Task list:
#1 Answer these questions about the multiscale analysis text:
(a) Which study in physics developed the approach of aggregating component behaviors to identify larger scale behaviors?
(b) Which two complex systems are named as examples after "properties of complex systems"?
(c) Which approaches is the method closer in spirit to?
#2 Rewrite the stretch of the multiscale analysis text from "Multiscale analysis can" through "information and universality.", replacing "glean" with "extract".
#3 Does each statement agree with the multiscale analysis text? Answer yes or no, and quote the deciding words.
(a) The available data generally come with labels showing which pieces of information are important.
(b) In this framework, larger scale information is the most important information to know.
(c) The approach adopts the specific representational strategies of fractals and chaos.

Multiscale analysis can glean important information from Big Data. These articles provide an introduction to the multiscale ideas of information and universality.

 

Changing disease to health and economic instability to growth are among the complex challenges we face today. How can we turn the massive quantities of data that are increasingly available towards addressing these pressing problems? The data provide abundant detail, but generally carry no labels for guidance about which pieces of information are important for determining successful interventions. The questions we need to address are about properties of complex systems—human physiology, the global economy. Addressing questions about such systems requires disentangling the intricate dependencies and multiple causes and effects of behaviors, and recognizing that behaviors range across scales from microscopic to macroscopic.

Here we argue that the key to addressing these questions is to focus on the way behavior at different scales are related, and how dependencies within a system lead to the large scale patterns of behavior that can be characterized directly without mapping all of the intricate details. The approach builds upon an understanding of how to aggregate component behaviors to identify larger scale behaviors, an approach developed in the “renormalization group” study of phase transitions in physics, and generalized here to multiscale information theory. In this framework, information itself has scale and larger scale information is the most important information to know, with progressively finer scale information only of importance to provide detail when necessary. This analysis focuses attention on information characterizing how to affect the largest scale behaviors of the system. The method is a shortcut for the infeasible effort of mapping all of the causes and effects that extend from molecular to global scales of biological and social systems. Specific causes and effects that need to be studied are only a few compared to the many that underly the system behavior at all scales. It is thus a tremendous simplification compared to extending traditional approaches to the desired outcome. On the other hand, the resulting formalism is challenging to execute in particular circumstances. When properly applied, the result is clear guidance about how to intervene and solve major problems, a result justifying the high level of directed effort involved. Successful examples demonstrate it is possible to apply it to a wide variety of scientific questions and real world problems, though many aspects of how to proceed more generally remain to be developed. Where the effects of interest range across scales, other methods must be applied. Both opportunities and limitations of the method can be understood within the general formalism that describes the approach.

The approach is complementary to many other strategies that are usefully applied to complex systems, including not just big data but also network models, agent based models, game theory, system dynamics, machine learning, stochastic modeling, coupled differential equations, and other frameworks whose starting point is a particular representational framework. It is closer in spirit to fractals and chaos in their attention to the role of scales, but as with the other approaches, it does not adopt their specific representational strategies. In the approach described here the strategy is to describe the largest scale behaviors with a minimal but faithful representation, and each of the different representational strategies, or combinations of them, may be used as appropriate.

Dataset excerpts:

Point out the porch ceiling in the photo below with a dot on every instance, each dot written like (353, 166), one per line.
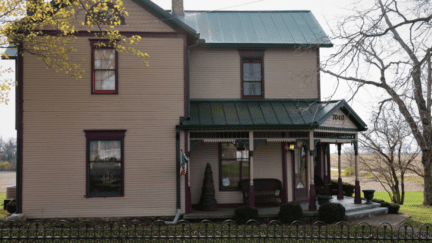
(265, 114)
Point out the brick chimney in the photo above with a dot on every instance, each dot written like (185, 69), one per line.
(177, 7)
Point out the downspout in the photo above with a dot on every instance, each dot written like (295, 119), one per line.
(177, 161)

Answers by task:
#1
(a) The "renormalization group" study of phase transitions.
(b) Human physiology and the global economy.
(c) Fractals and chaos.

#2
Multiscale analysis can extract important information from Big Data. These articles provide an introduction to the multiscale ideas of information and universality.

#3
(a) No: "generally carry no labels for guidance about which pieces of information are important"
(b) Yes: "larger scale information is the most important information to know"
(c) No: "it does not adopt their specific representational strategies"